*Verilen metin:*
********************

HP’den verilen bilgiye göre, katıldığı televizyon programında güncel konuları değerlendiren Atakan, sınır kapıları, havalimanı ve işletmelerdeki uygulamalara ilişkin vatandaşın şikayetlerinin olduğunu dile getirdi.
Turizm açısından 2020, 2021 ve hatta 2022’nin kayıp olduğuna işaret eden Atakan, en azından vatandaşların ailelerinin gelebilmesinin önemli olduğunu, o nedenle de ilk alınan karantina kararının yanlış olduğunu, kararın değiştirilmesini ise olumlu bulduklarını aktardı.
“HÜKÜMET SEKTÖRLERİN ÇIĞLIĞINI DUYMUYOR”
Hayat pahalılığı ve yapılan zamlar konusuna da değinen Tolga Atakan, hükümetin gündeminin ekonomi veya pandemi olmadığını ileri sürerek konuşmasını şöyle sürdürdü:
“Hükümet sektörlerin çığlığını duymuyor. Kaybedilen yılın farkında değil. Önümüzde yüksek öğrenime ilişkin ciddi bir risk var. Kaç öğrenci mezun oluyor, yerine kaç öğrenci gelecek? Yeni öğrencileri ülkemize nasıl çekeceğiz? Üniversiteler bir çalışma yapıyor olsalar da devamında hükümet olarak velileri sağlık, güvenlik ve iyi eğitim verileceği gibi konularda güven verilmesi gerekiyor. Herhangi bir planlama yok. Hiçbir konuda hükümetin adım atmasını beklemiyorum, herkes kendini kurtarmaya bakmalı. 2022’yi de kaybettiğimizi düşünüyorum, 2023’ü düşünmeliyiz. Bunun için de düzgün bir planlama olmalıdır.”

********************

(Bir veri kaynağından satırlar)
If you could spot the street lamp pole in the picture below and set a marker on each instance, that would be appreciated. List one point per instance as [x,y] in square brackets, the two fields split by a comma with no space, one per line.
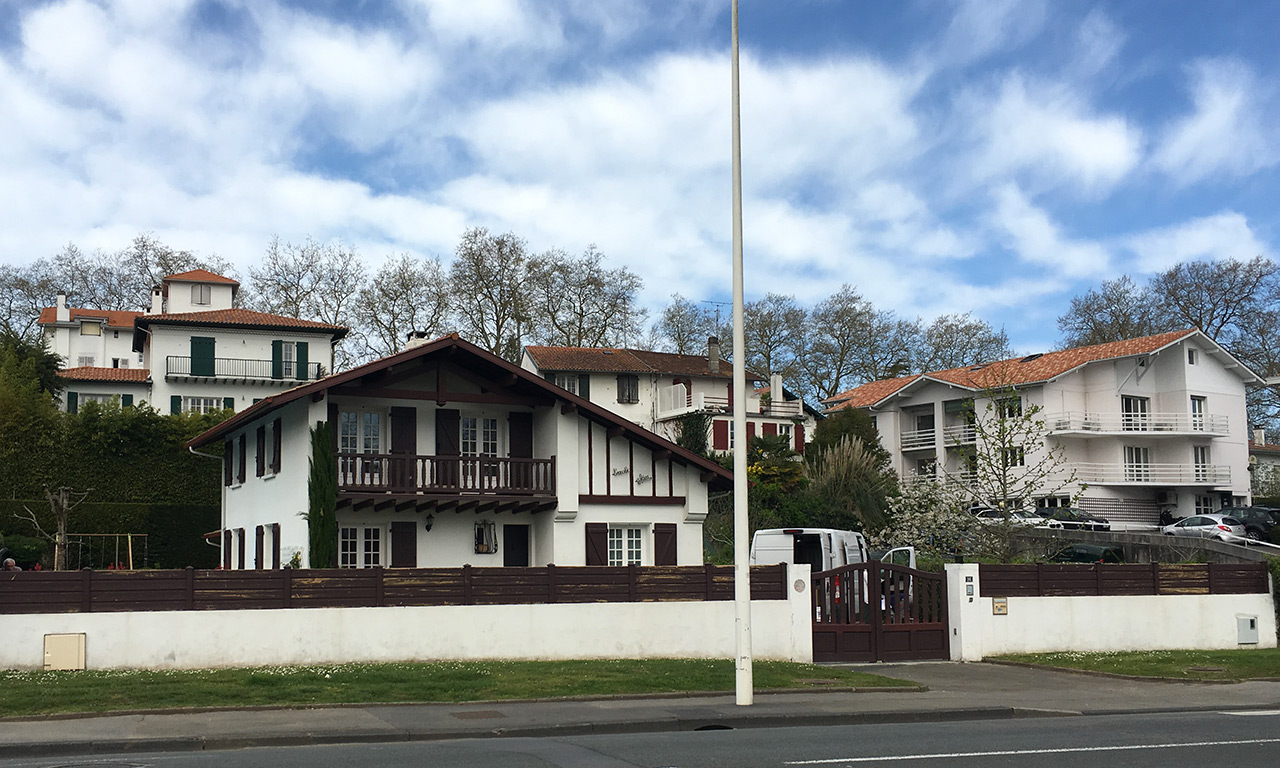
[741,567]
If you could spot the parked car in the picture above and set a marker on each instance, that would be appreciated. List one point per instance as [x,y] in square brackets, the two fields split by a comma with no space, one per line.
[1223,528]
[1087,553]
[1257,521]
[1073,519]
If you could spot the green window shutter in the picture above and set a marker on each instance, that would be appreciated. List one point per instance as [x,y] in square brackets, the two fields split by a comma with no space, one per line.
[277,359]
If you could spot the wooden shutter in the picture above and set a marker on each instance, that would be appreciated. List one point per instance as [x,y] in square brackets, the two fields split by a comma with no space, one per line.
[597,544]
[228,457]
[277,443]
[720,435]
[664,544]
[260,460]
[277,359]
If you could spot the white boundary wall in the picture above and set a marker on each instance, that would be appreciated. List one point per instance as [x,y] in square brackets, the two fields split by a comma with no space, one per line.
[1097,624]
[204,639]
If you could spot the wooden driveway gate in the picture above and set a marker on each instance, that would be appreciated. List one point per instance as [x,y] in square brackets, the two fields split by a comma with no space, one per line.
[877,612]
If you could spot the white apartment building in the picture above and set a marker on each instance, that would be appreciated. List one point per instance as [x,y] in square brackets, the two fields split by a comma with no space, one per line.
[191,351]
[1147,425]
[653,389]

********************

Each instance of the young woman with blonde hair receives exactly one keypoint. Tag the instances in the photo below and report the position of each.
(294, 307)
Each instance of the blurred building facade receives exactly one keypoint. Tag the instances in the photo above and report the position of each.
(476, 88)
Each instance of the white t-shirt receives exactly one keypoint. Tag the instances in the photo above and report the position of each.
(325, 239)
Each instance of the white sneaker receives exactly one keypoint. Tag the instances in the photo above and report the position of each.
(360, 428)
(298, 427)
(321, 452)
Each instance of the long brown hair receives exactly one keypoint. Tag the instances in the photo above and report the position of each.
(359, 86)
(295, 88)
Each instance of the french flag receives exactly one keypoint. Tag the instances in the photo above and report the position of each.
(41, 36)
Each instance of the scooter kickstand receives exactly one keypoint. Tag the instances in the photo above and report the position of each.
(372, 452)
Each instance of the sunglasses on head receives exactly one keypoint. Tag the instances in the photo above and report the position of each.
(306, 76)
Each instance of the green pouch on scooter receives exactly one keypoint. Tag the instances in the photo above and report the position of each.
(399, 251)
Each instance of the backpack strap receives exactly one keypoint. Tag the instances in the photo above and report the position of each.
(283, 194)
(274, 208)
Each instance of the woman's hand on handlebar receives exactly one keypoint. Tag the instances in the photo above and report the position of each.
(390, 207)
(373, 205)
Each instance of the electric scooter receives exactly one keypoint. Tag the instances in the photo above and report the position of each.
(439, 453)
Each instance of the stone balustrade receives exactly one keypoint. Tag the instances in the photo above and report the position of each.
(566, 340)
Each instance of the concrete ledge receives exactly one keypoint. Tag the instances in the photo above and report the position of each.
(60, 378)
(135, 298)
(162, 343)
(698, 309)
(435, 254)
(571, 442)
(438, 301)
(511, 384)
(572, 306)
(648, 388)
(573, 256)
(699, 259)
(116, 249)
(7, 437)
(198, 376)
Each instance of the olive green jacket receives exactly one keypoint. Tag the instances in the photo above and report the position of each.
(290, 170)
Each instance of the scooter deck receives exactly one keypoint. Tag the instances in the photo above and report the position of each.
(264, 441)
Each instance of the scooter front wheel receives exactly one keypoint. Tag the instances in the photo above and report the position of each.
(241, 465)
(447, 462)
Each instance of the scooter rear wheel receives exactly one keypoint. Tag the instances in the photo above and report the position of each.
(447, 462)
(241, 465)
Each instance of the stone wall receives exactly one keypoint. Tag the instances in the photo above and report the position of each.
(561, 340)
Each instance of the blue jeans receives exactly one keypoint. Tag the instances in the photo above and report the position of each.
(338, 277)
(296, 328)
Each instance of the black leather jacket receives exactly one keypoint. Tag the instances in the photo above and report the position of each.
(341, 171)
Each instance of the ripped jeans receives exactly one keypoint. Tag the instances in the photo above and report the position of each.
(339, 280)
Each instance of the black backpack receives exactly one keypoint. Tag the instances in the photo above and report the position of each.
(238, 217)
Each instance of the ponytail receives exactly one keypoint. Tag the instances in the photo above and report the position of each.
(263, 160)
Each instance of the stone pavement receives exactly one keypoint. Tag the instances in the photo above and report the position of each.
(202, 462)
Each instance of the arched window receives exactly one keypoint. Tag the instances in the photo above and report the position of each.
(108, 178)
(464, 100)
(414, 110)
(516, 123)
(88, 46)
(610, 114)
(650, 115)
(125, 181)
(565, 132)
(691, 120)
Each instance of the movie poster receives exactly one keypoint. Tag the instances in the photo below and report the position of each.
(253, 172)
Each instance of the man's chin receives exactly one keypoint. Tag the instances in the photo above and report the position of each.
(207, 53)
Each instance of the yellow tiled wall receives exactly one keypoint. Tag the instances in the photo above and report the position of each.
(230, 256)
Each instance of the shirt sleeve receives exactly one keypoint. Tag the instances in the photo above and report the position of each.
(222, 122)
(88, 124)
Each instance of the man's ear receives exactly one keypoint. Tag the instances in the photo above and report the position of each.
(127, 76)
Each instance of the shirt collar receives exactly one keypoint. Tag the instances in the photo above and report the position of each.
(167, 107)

********************

*Göreviniz:*
Verilen metne göre şu soruları kısaca cevaplayın:
1. Atakan, vatandaşların hangi yerlerdeki uygulamalardan şikayetçi olduğunu söylüyor?
2. Atakan'a göre turizm açısından hangi yıllar kayıp?
3. Atakan, hangi yılı düşünmemiz gerektiğini söylüyor?

*Cevap alanı:*
1. Sınır kapıları, havalimanı ve işletmeler.
2. 2020, 2021 ve hatta 2022.
3. 2023.